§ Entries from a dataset

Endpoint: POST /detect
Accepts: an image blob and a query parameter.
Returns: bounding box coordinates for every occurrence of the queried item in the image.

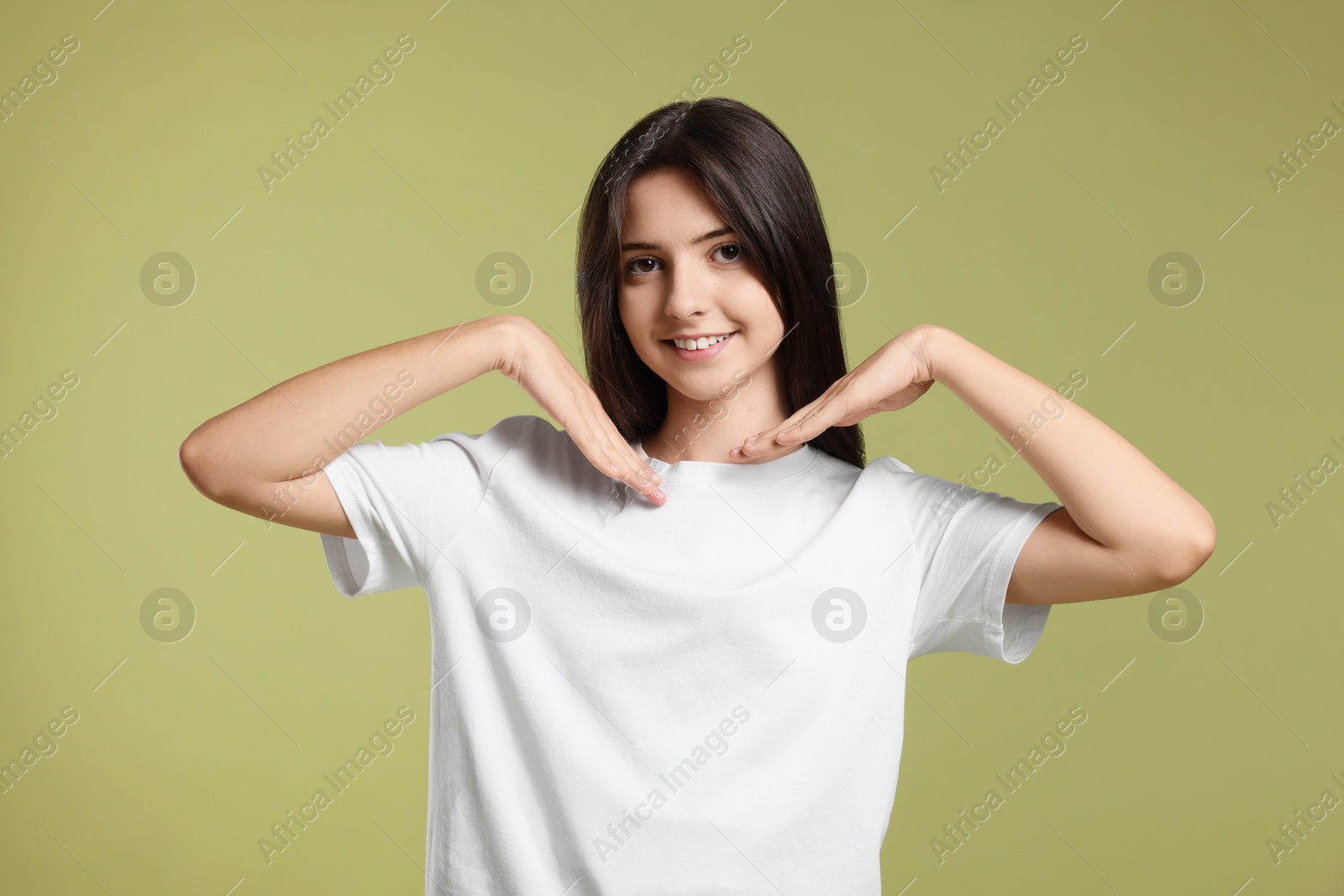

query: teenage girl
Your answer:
[180,98,1215,896]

§ Problem to work on
Repeat the records above word for word, leaving out the pictures.

§ Solution to this problem
Endpoint: POST /detect
Accepts: an image blob and a query parameter.
Returns: bounding box coordinates for every occurrence of the queried item in the image.


query: teenage girl
Your answer:
[180,98,1215,896]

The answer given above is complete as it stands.